- WORK INSTRUCTIONS -
- a) Reproduce the stretch from "In the beginning" through "the moving van." in the piece about clearing out an office, word for word.
- b) For each statement, say yes or no on whether it agrees with the piece about clearing out an office, and quote the words that decide it: (i) The writer built up the pile of stuff in the office over 13 years. (ii) Choosing what goes in the "must have it" pile is a hard decision. (iii) The coffee cups are damaged.

- SOURCE EXCERPT -
---------------
At the beginning of December, I cleaned out my office space. With that came a need to move furniture and files and office supplies out to somewhere else.

Moving is always stressful, for two main reasons. The first is always the sheer volume. You don’t know how much stuff you’ve accumulated in one spot until you’ve got to pack it in boxes, stoop over and pick it all up. It is truly amazing what a person can squirrel away into a confined space over a long, uninterrupted span of time. I managed to amass an astounding pile of stuff in my office over the past 13 years, and moving it all meant picking it all up.

That leads to the second reason moving is stressful. With the realization that there is an enormous mountain of stuff to move comes an inevitable question: Is all of it worth picking up and moving to the new place? Once you allow yourself to ask that question, then the winnowing process has begun – whether you meant for it to begin or not.

In the beginning this winnowing process is pretty easy. The most obvious “don’t move” items are easy to spot. For example, if it’s been in a drawer for a decade, it’s probably not necessary to pack it up, pick it up and move it. This also applies to the “What the heck is that?” and the “Why did I keep that?” items found in all the nooks and crannies of the space you’re leaving. These items are easily relegated to the landfill pile and don’t really require a lot of thought.

Juxtaposed to that is the “must have it” pile. These are items that simply cannot be discarded and must be boxed up, picked up and moved to the new location. Again, this isn’t a hard decision to make. These items are promptly sorted out to the side for the moving van.

The truly hard calls come with the items in between those two poles. For instance, what are you going to do with those coffee cups? You don’t really need them at the new place, but they aren’t damaged and still do the job of holding coffee very well. That leads to a consideration of the coffee maker and then the coffee filters and the sugar packets. Before you know it, you’re so far down a rabbit hole that you can’t see the light of day.
---------------
- EXTRACTED DATA -
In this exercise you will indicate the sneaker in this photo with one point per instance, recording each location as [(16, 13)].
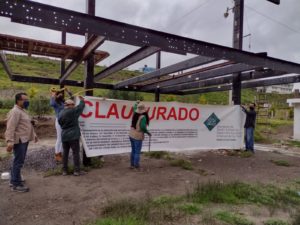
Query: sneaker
[(20, 189), (11, 185), (58, 157), (79, 173)]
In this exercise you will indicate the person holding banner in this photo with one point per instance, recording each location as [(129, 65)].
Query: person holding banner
[(57, 103), (139, 123), (68, 120), (249, 127)]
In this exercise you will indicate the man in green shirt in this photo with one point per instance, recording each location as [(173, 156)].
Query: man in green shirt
[(68, 120), (139, 123)]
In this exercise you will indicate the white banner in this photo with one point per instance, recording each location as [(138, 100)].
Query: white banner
[(174, 126)]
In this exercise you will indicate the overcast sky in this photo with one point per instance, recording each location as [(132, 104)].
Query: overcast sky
[(274, 29)]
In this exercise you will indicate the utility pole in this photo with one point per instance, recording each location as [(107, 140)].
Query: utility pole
[(89, 70), (63, 61), (238, 20), (158, 65)]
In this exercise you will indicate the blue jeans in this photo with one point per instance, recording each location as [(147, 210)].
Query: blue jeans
[(249, 138), (136, 147), (20, 151)]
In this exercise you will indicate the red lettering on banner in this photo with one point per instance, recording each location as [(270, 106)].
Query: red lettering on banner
[(113, 111), (161, 110), (172, 114), (123, 112), (89, 114), (98, 111), (153, 113), (197, 116), (181, 111)]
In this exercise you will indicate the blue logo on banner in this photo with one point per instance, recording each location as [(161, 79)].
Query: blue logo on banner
[(211, 121)]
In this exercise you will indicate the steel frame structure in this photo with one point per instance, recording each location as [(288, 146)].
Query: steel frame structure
[(253, 67)]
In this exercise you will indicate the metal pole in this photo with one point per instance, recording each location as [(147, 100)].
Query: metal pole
[(158, 66), (88, 71), (62, 61), (238, 44), (89, 63)]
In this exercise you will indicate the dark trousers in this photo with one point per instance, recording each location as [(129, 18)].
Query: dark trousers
[(20, 151), (249, 139), (74, 145), (136, 147)]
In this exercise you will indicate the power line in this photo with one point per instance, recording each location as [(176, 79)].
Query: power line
[(274, 20)]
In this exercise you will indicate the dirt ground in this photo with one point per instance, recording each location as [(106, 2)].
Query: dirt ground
[(72, 200), (58, 200)]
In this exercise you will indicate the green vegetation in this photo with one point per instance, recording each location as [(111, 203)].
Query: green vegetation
[(190, 208), (276, 222), (158, 155), (203, 199), (281, 163), (182, 163), (232, 218)]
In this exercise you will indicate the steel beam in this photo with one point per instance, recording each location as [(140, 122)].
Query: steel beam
[(93, 43), (221, 80), (5, 64), (41, 15), (187, 64), (201, 76), (245, 85), (54, 81), (127, 61)]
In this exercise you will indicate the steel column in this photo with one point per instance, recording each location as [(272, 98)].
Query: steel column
[(158, 65), (237, 44)]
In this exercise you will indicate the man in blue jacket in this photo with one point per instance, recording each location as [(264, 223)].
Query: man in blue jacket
[(68, 120), (249, 126)]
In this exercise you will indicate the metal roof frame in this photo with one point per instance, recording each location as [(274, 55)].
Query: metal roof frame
[(149, 42)]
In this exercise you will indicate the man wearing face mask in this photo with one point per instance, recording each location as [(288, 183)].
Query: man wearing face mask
[(68, 120), (249, 126), (19, 131), (57, 102)]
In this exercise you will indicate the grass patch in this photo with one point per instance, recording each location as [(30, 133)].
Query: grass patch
[(296, 220), (293, 143), (232, 218), (184, 164), (281, 163), (276, 222), (175, 209), (190, 208), (119, 221), (241, 193), (145, 210), (242, 154)]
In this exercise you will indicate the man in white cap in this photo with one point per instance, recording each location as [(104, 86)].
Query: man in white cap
[(18, 134), (68, 120)]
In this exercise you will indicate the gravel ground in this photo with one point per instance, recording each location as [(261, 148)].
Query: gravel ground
[(41, 159)]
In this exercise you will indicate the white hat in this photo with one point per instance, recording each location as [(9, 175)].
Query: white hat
---------------
- TASK RESPONSES -
- a)
In the beginning this winnowing process is pretty easy. The most obvious “don’t move” items are easy to spot. For example, if it’s been in a drawer for a decade, it’s probably not necessary to pack it up, pick it up and move it. This also applies to the “What the heck is that?” and the “Why did I keep that?” items found in all the nooks and crannies of the space you’re leaving. These items are easily relegated to the landfill pile and don’t really require a lot of thought.

Juxtaposed to that is the “must have it” pile. These are items that simply cannot be discarded and must be boxed up, picked up and moved to the new location. Again, this isn’t a hard decision to make. These items are promptly sorted out to the side for the moving van.

- b)
(i) Yes: "I managed to amass an astounding pile of stuff in my office over the past 13 years"
(ii) No: "Again, this isn’t a hard decision to make."
(iii) No: "they aren’t damaged and still do the job of holding coffee very well"